■ Task description ■
Print the records below exactly as they appear.
Exercise inputs below:
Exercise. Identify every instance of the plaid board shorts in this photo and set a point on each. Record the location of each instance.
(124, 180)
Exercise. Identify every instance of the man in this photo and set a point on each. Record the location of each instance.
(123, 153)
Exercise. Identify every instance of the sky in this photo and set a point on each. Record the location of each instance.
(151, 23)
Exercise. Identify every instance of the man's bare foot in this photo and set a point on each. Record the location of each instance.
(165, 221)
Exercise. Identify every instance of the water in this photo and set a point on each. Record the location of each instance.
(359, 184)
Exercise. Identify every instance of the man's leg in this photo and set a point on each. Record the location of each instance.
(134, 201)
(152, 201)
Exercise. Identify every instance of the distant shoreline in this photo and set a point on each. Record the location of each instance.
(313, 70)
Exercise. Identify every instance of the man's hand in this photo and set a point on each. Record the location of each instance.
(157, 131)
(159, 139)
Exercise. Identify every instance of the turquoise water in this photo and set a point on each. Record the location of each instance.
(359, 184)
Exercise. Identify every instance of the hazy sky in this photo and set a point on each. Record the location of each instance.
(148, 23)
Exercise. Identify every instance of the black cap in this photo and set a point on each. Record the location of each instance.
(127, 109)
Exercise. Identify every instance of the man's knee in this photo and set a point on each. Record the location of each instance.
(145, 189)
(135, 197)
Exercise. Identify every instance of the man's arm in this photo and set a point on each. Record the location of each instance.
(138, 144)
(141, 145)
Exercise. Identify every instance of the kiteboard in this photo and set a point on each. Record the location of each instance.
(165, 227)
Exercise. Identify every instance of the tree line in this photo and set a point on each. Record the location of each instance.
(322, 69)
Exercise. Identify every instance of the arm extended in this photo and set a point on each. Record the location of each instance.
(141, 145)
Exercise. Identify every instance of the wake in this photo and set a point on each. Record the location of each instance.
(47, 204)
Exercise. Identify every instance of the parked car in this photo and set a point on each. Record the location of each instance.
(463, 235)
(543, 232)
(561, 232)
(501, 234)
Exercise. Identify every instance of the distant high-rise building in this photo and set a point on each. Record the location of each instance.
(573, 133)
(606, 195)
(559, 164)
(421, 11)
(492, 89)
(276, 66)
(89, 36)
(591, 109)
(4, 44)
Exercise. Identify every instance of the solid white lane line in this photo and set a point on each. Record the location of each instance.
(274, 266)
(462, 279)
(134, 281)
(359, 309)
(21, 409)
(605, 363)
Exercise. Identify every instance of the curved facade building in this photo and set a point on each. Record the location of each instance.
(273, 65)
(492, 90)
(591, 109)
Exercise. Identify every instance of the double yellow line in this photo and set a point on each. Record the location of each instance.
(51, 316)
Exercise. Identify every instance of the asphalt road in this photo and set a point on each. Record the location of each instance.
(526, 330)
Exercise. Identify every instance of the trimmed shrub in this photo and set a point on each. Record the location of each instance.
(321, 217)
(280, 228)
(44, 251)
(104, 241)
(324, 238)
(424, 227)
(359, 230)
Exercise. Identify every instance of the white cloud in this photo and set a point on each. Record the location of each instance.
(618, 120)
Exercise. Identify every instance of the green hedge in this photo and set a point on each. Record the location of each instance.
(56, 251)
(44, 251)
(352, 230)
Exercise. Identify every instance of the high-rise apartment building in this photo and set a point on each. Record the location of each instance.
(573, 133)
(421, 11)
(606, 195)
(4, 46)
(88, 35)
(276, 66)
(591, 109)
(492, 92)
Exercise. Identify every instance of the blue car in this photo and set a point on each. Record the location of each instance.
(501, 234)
End of Exercise inputs.
■ Result of this task ■
Exercise. Identify every instance of the plaid board shorts in this photo and set a point on each. Record the location of each instance.
(124, 180)
Exercise. Identify every instance of the man in this photo and set a point on each. Record the location of each instance.
(123, 153)
Exercise. Identify every instance of the sky in this photo and set a point on each. Record the location of each instance.
(151, 23)
Exercise. Identify every instance of the man's bare foot in this photo and set a point on each. Record the location of each instance.
(165, 221)
Exercise. Identify every instance of the water in this photo and set a point on each. Record the location of each instance.
(359, 184)
Exercise. Identify every instance of the man's leg in this photo and set a point on each. Record the location of each instance.
(134, 201)
(152, 201)
Exercise. Identify every instance of the distant shoreline in this photo and set a point on each. Record the location of each instance.
(313, 70)
Exercise. Identify every instance of the man's hand in this photo and set a point on each. Record the location of each instance.
(157, 131)
(159, 139)
Exercise. Identify every instance of the turquoise water in this photo and set a point on each. Record the location of each instance.
(359, 184)
Exercise. Identify every instance of the hazy sky in this photo and set a point on each. Record the location of each instance.
(148, 23)
Exercise. Identify every instance of the black cap in this photo and set a point on each. Record the location of each instance.
(127, 109)
Exercise. Identify every instance of the man's knee in this photo and set a point on each. Record the location of each instance.
(145, 189)
(135, 197)
Exercise. Identify every instance of the man's arm in this photo and set a point on each. Record the location of each instance.
(138, 144)
(141, 145)
Exercise. Identify every instance of the kiteboard in this photo and set a point on each. Record the location of each instance.
(165, 227)
Exercise. Identify every instance of the tree line in this photo and set a point on each. Record the location of each instance.
(322, 69)
Exercise. Identify every instance of the arm extended in this photo and set a point on each. Record the location of each instance.
(141, 145)
Exercise. Identify every instance of the wake in this photo and set a point on each. Record the location of each instance.
(47, 204)
Exercise. Identify every instance of the parked car in this photo and set a point on each. Record the location of each instance.
(463, 235)
(543, 232)
(561, 232)
(501, 234)
Exercise. Identify every instance of the distant high-rise building in this photo and set a point on each. Record the location of each instance.
(573, 133)
(606, 195)
(559, 164)
(421, 11)
(492, 89)
(276, 66)
(89, 36)
(591, 109)
(4, 44)
Exercise. Identify every instance of the solid white lane line in this photo and set a point on each. Record the location of each instance.
(274, 266)
(462, 279)
(134, 281)
(359, 309)
(21, 409)
(605, 363)
Exercise. Identify every instance of the curved facade building in this photo and set a point on each. Record the location of each instance.
(273, 65)
(492, 90)
(591, 109)
Exercise. Identify every instance of the double yellow line in this photo and set a point on each. Record the location of each instance.
(51, 316)
Exercise. Identify every instance of the asphalt road in this photo and set a point on each. Record the location of each instance.
(526, 330)
Exercise. Identify every instance of the trimmed shrub in this photo and set a point on each. Record the location of each instance.
(321, 217)
(280, 228)
(44, 251)
(104, 241)
(324, 238)
(424, 227)
(359, 230)
Exercise. Identify every instance of the white cloud in this photo and set a point on each. Record the location of each instance.
(618, 120)
Exercise. Identify every instance of the green hedge in this photo and set a point on each. Record the location of each instance.
(56, 251)
(44, 251)
(352, 230)
Exercise. Identify every instance of the high-rise apartment building in this photo and set a point on each. Record the location of each instance.
(573, 133)
(421, 11)
(606, 195)
(4, 46)
(88, 35)
(276, 66)
(591, 109)
(492, 92)
Exercise. Identify every instance of the blue car in this photo and set a point on each. Record the location of each instance.
(501, 234)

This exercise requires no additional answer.